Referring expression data
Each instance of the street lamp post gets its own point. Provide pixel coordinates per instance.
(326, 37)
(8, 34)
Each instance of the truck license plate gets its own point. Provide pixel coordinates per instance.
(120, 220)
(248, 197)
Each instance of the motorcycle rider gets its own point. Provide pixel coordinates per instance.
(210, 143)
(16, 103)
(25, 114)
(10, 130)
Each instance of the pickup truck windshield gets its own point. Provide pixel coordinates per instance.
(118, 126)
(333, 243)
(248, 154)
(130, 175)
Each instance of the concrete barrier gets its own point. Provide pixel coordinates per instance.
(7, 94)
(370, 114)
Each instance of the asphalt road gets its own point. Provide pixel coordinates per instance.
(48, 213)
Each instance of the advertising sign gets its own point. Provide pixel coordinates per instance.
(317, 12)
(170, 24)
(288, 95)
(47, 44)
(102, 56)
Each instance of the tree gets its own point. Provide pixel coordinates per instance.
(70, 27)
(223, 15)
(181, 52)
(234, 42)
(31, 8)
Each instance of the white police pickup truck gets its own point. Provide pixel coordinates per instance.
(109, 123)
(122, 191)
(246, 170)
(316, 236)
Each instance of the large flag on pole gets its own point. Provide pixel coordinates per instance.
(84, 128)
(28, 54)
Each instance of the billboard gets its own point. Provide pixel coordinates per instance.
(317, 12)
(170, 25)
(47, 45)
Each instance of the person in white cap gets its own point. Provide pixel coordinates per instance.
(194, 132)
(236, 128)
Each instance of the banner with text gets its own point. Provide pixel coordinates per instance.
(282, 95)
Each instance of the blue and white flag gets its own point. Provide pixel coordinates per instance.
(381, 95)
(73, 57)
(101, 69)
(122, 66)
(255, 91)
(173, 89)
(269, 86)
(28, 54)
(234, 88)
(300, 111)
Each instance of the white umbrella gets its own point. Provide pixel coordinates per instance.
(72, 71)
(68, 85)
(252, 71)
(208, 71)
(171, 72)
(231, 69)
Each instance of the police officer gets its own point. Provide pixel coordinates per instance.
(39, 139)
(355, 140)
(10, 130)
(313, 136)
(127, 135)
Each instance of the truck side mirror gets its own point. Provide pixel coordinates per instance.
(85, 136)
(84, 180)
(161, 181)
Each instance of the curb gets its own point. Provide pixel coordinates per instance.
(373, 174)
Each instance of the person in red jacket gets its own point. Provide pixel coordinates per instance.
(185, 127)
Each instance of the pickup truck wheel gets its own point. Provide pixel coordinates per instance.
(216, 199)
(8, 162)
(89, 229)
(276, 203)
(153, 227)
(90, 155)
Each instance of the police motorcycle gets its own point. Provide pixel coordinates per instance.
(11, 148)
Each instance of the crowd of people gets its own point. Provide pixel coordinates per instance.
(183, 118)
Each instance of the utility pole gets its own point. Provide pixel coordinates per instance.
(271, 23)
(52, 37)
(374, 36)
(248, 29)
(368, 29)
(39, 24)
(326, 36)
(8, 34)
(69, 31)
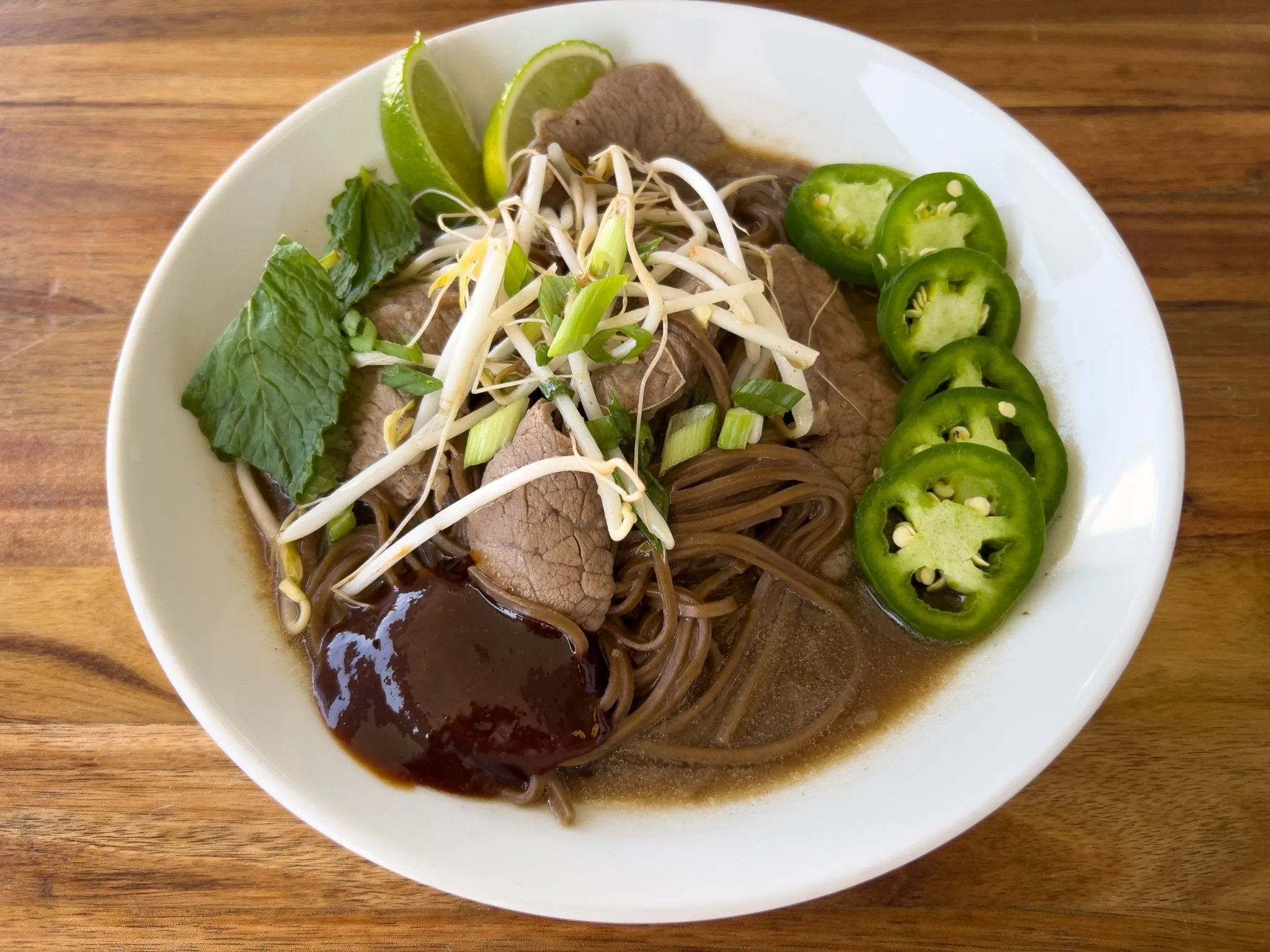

TASK DETAILS
Copy out every line above without change, dropping the pictures.

YOUR SOLUTION
Each instance of the street lamp post gets its own point. Provide pixel coordinates per instance.
(326, 37)
(8, 34)
Each instance of the truck license plate gets its own point. Provide pixel coordinates per instance.
(120, 220)
(248, 197)
Each instance of the motorcycle rider gets its own point. Provide pixel coordinates per instance.
(210, 143)
(16, 103)
(25, 114)
(10, 130)
Each instance of the pickup truck windshield gets its own point. Provide pixel coordinates per instance.
(118, 126)
(333, 243)
(248, 154)
(130, 175)
Each instance of the concrete barrier gets its own point. Provide pixel coordinates per instance.
(7, 94)
(370, 114)
Each instance of the asphalt road gets its own point. Provide pixel coordinates per instance.
(48, 213)
Each instance of the advertising sign gets its own point. Provide pixel coordinates per instance.
(317, 12)
(170, 24)
(288, 95)
(47, 44)
(102, 56)
Each instance of the tree gets its own point. Provide pixel coordinates per instance.
(70, 27)
(223, 15)
(181, 52)
(234, 42)
(31, 8)
Each instance of the white police pickup truck gets its own point. Provide pixel coordinates per instance.
(109, 123)
(122, 191)
(246, 170)
(316, 236)
Each instance of the large flag on pole gets its own point. Provide pixel coordinates per instance.
(84, 128)
(28, 54)
Each instance of the billboard gets its own point. Provide pixel coordinates per instance.
(317, 12)
(170, 25)
(47, 45)
Each instance of the person in white cap gets its own point. Provide pixel coordinates per instance.
(194, 132)
(236, 128)
Each instance of the banner with text gets its own point. Provide pixel coordinates per instance.
(282, 95)
Each instance of the blue and white flag gets its own point. Provide pixel coordinates per instance.
(381, 95)
(73, 57)
(101, 69)
(122, 66)
(255, 91)
(173, 89)
(269, 86)
(28, 54)
(234, 88)
(300, 111)
Each instance of the white umbrella gets its own point. Provide pixel coordinates per instance.
(72, 71)
(68, 85)
(252, 71)
(208, 71)
(171, 72)
(231, 69)
Each instance of the police officer gets its own point. Provide pixel coordinates per instance.
(39, 139)
(355, 140)
(10, 130)
(313, 136)
(127, 135)
Each instance of the truck side mirror gets its own point. Provide pixel coordinates per instance.
(85, 136)
(84, 180)
(161, 181)
Each instance of the curb gets its own point. Provide pixel coordinates per instance.
(373, 174)
Each instance of the person in red jacket gets its own point. Provide pixel coordinates per instance.
(185, 127)
Each instance of the pickup truck wheel gets its own point. Provide pixel coordinates per instance.
(216, 199)
(8, 162)
(89, 229)
(276, 203)
(153, 227)
(90, 155)
Each instance of the police motorcycle gets its own point. Provide pixel coordinates per instance.
(11, 148)
Each instance of the crowd of people gets its own point. Provide pixel coordinates per instance.
(183, 118)
Each instance of the utility pole gets its own point. Provide pixel coordinates per instance.
(271, 23)
(52, 37)
(374, 36)
(248, 29)
(368, 29)
(39, 24)
(326, 36)
(8, 34)
(69, 31)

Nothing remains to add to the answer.